▶ **Stated goal**
Your task is to extract the lines from the one holding "Can you find the person kneeling" through the end of the material. Set them down exactly and add nothing.

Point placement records
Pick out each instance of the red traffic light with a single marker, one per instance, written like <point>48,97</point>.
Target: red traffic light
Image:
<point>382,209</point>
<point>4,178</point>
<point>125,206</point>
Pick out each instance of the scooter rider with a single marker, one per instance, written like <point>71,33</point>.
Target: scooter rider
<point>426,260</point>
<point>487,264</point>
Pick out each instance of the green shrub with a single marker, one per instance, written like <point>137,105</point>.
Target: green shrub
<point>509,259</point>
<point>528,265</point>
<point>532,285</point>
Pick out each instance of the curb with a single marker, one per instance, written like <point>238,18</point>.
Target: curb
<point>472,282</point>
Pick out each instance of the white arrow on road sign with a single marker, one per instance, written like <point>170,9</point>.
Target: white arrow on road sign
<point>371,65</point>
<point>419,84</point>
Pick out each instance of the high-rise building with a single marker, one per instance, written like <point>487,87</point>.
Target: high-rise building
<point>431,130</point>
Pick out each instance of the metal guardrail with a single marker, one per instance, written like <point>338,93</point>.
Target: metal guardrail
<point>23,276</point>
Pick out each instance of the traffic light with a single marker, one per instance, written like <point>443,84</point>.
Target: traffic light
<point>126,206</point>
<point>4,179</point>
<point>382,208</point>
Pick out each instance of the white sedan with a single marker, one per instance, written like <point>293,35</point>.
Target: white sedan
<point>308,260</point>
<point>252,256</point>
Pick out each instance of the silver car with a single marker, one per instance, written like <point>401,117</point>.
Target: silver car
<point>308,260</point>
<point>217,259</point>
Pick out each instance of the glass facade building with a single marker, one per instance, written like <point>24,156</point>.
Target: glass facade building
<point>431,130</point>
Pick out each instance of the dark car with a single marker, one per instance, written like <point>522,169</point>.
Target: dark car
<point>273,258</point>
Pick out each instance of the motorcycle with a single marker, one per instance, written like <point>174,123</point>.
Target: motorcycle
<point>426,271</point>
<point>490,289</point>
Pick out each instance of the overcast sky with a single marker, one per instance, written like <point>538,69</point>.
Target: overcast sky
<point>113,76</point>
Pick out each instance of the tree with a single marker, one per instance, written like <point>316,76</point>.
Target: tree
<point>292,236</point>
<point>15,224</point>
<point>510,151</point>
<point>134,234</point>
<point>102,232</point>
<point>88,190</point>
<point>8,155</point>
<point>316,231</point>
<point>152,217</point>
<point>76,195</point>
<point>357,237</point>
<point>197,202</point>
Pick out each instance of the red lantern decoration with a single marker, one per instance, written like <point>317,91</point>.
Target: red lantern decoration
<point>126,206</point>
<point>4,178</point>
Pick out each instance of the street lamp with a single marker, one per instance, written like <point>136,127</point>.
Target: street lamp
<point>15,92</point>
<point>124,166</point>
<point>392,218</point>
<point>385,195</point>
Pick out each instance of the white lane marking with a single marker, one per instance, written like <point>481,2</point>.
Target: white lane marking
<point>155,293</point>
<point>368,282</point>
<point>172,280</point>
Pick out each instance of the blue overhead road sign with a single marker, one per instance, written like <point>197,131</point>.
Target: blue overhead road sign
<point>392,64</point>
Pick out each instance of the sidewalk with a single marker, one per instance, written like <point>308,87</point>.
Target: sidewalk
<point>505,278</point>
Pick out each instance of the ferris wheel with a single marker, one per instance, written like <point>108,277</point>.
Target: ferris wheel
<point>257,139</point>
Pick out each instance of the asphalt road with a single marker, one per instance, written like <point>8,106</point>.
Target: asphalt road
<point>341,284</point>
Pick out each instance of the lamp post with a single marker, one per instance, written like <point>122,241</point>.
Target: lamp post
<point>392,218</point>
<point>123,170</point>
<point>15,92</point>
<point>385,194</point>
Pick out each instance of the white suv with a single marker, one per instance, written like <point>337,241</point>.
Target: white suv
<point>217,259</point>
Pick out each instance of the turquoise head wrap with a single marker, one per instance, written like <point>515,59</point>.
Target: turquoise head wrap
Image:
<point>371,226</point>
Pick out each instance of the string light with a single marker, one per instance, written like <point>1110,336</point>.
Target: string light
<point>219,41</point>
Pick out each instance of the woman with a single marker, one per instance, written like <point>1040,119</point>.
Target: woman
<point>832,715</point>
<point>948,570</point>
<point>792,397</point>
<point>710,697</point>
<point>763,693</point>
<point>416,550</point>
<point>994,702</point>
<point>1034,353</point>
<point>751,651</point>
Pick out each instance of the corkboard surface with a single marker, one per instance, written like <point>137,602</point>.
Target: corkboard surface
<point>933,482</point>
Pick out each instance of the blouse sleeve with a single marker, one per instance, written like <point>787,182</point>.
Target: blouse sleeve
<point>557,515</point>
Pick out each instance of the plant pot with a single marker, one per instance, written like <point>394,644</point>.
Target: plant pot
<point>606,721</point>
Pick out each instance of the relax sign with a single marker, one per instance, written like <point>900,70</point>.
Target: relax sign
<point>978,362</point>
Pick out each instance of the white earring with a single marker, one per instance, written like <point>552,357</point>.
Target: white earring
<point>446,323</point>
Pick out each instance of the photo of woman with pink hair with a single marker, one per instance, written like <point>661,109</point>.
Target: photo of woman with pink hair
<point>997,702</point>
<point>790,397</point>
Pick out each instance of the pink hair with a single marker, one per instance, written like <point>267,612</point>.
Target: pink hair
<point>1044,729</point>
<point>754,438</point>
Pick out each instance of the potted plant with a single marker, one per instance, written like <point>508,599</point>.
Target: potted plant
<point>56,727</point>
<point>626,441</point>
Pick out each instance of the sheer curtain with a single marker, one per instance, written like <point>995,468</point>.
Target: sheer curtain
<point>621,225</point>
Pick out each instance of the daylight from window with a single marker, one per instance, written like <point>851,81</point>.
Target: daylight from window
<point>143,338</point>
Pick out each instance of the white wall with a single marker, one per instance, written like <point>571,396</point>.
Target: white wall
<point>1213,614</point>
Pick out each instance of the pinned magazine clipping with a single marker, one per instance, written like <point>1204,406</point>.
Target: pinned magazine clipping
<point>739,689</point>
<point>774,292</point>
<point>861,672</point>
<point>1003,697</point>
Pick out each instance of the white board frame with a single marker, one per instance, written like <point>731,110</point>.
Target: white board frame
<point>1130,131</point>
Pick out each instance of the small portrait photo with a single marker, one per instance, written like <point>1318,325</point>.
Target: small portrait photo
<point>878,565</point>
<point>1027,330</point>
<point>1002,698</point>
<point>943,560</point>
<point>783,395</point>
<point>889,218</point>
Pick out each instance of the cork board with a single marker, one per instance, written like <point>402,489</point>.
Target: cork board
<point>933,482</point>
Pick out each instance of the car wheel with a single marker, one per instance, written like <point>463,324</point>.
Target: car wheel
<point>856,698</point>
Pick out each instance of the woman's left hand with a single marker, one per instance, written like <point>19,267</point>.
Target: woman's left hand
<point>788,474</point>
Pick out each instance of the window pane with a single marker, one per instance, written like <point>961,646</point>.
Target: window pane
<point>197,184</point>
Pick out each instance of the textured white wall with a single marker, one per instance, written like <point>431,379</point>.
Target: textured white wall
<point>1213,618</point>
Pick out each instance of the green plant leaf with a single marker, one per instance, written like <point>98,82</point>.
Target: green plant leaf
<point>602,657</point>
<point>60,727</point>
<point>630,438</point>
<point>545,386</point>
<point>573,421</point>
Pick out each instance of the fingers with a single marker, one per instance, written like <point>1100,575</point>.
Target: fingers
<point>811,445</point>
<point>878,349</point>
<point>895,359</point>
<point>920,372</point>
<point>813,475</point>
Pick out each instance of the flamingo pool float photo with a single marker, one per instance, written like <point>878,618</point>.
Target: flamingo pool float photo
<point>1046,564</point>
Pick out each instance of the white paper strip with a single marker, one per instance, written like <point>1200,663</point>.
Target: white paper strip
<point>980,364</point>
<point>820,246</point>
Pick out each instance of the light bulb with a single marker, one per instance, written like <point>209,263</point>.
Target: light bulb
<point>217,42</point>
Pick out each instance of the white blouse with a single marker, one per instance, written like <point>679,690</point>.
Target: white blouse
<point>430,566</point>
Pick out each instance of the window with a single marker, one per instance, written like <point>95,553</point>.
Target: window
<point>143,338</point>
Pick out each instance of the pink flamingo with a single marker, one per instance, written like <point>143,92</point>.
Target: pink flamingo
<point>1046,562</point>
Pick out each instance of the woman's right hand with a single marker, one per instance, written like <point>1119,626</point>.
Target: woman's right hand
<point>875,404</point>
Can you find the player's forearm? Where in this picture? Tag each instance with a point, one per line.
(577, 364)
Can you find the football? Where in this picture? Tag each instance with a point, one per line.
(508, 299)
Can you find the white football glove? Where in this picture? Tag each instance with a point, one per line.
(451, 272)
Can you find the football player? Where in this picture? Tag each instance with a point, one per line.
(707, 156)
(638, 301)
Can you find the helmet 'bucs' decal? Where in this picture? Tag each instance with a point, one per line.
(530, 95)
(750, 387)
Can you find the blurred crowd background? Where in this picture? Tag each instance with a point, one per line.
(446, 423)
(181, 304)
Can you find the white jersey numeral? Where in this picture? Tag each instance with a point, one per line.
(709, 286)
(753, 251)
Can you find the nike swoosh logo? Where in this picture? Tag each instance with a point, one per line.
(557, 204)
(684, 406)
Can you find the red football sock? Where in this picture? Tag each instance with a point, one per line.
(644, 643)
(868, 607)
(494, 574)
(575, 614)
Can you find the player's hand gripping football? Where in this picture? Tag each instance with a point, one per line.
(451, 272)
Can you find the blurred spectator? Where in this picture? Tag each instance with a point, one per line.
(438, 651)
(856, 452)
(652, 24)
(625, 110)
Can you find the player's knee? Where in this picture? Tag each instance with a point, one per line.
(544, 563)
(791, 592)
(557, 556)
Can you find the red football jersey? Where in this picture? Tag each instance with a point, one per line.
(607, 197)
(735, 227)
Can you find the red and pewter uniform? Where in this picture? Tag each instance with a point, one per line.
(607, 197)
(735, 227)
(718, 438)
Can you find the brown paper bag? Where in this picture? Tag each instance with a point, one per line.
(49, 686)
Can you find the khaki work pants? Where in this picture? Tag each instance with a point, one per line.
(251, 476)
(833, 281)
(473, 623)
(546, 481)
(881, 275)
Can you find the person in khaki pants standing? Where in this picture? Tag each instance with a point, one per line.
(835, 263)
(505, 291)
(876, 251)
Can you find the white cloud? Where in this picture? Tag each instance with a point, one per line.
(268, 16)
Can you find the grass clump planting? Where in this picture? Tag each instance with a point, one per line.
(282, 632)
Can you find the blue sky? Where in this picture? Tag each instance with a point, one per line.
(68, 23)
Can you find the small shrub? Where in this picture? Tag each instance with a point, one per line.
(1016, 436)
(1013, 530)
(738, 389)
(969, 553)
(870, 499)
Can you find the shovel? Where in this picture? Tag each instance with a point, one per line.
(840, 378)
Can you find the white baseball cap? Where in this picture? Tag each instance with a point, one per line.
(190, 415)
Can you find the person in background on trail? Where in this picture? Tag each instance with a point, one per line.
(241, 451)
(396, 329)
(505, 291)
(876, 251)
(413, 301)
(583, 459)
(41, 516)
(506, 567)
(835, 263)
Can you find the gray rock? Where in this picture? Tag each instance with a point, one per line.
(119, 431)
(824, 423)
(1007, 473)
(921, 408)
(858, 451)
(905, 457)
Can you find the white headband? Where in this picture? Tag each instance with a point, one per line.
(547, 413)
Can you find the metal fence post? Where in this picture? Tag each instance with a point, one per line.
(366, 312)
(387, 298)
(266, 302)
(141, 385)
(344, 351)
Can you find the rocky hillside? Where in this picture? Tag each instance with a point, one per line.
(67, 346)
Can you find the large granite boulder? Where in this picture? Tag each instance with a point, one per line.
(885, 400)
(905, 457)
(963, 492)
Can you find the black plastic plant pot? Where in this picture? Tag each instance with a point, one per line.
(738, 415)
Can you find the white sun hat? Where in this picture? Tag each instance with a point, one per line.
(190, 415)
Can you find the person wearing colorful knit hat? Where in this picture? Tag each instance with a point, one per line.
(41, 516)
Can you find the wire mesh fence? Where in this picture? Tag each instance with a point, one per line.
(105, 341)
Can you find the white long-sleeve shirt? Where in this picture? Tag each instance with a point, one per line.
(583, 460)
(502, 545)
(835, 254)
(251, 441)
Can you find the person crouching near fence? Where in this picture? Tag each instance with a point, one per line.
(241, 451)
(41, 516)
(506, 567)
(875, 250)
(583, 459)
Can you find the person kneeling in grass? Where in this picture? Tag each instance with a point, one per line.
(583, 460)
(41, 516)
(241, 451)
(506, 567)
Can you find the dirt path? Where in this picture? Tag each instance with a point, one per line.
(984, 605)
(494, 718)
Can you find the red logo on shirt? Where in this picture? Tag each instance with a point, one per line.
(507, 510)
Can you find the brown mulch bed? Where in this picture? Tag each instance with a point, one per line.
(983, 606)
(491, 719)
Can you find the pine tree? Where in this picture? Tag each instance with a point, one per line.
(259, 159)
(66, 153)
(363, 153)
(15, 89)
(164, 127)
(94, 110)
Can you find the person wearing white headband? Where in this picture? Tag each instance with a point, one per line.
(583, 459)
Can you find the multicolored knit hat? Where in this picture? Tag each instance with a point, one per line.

▶ **Expected answer**
Can you find the person kneeling in grass? Where in this picture? Tag each instance with a point, one per line.
(583, 460)
(41, 516)
(241, 451)
(506, 567)
Can you find the dirt path? Where in this picture? Tag each instance with a point, one per line.
(984, 605)
(494, 718)
Can you find the red logo on shirt? Where in this picture? Tag each instance with a point, one per line.
(507, 510)
Can you find the brown mulch bed? Where in this picture? Tag each instance with a point, one per line.
(983, 606)
(491, 719)
Can you find the pine tree? Where in this picture? Tag each instance with a point, one per line.
(259, 159)
(66, 153)
(363, 153)
(15, 89)
(164, 127)
(94, 110)
Can you find the person wearing white headband? Where in this picture? Tag each instance with a point, one per line.
(583, 459)
Can you find the multicolored knit hat? Where in this picture? Tag each instance with a point, one per line.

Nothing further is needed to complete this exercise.